What is asked: Could you retype each of the rows below without changing a single character?

Dataset extract:
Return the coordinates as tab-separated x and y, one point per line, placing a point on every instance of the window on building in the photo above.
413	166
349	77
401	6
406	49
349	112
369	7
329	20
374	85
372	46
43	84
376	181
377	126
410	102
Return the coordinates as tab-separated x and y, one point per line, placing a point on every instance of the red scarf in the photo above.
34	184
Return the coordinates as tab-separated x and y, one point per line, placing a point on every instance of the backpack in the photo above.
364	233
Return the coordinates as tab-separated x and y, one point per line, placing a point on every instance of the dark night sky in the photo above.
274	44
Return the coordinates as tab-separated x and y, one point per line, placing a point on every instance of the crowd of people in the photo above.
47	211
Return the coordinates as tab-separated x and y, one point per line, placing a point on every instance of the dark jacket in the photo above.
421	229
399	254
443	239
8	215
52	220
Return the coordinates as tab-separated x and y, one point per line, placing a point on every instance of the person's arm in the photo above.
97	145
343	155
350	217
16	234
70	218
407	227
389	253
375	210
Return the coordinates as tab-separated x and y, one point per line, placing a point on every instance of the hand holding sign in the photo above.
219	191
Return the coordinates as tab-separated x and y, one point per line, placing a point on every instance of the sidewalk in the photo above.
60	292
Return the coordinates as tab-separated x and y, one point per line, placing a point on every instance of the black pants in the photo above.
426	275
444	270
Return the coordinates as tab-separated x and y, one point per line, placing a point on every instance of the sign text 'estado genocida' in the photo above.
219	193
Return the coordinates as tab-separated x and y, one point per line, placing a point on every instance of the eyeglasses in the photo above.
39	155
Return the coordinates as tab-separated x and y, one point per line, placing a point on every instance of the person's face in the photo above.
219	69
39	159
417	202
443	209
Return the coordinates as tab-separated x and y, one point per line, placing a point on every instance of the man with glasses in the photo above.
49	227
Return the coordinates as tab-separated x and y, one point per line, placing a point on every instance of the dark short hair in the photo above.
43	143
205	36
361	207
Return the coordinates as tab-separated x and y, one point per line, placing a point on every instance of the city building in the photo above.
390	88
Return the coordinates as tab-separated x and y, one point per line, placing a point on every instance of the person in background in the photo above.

The solution:
Return the coordinates as tab-separated x and y, one point per line, placing a point on every instance of the window on building in the photo above.
413	166
349	77
401	6
406	49
349	112
369	7
329	20
374	85
372	46
43	84
376	181
377	126
410	102
Return the coordinates as tab-separated x and y, one point per line, placing a point on every instance of the red scarf in the photo above.
34	184
Return the coordinates as tab-separated x and y, one point per line, placing a point on every instance of the backpack in the photo above.
364	233
Return the coordinates as tab-separated x and y, one point per line, placing a point on every instance of the dark night sky in the photo above.
274	44
Return the coordinates as tab-separated x and y, one point per line, placing a point on every instance of the crowd of people in the photo above.
47	211
Return the coordinates as tab-separated x and y, one point per line, placing a point on every instance of the dark jacket in the photo above.
421	229
399	254
443	239
8	215
52	220
Return the coordinates as tab-separated x and y, one point per line, placing a point on every instance of the person's arm in the photo above.
97	145
343	155
350	217
16	234
70	218
407	227
389	253
375	210
Return the coordinates as tab-separated x and y, one point per line, placing a point on every instance of the hand holding sign in the photo above.
219	191
Return the coordinates as tab-separated x and y, one point per line, placing a point on every instance of the sidewalk in the photo above.
60	292
Return the coordinates as tab-separated x and y, one point per line, placing a point on every instance of the black pants in the photo above.
426	275
444	270
Return the coordinates as tab-separated x and y, one point per line, placing a point on every instance of the sign text 'estado genocida' in the photo above.
219	193
Return the coordinates as tab-separated x and y, one point per line, placing a point on every instance of the eyeglasses in the photo above.
39	155
Return the coordinates as tab-separated x and y, one point per line, placing a point on every instance of the person's face in the photo above.
219	69
39	159
417	202
443	209
Return the coordinates as tab-separated x and y, one point per line, placing a point on every instance of the man with glasses in the photo above.
49	227
Return the coordinates as tab-separated x and y, one point per line, placing a point on every instance of the dark short hair in the photo above.
43	143
205	36
361	207
Return the coordinates as tab-separated x and y, one point per line, placing a point on every instance of the city building in the photo above.
390	88
Return the coordinates as tab-separated x and y, one point per line, placing a point on every instance of the person in background in the photo above.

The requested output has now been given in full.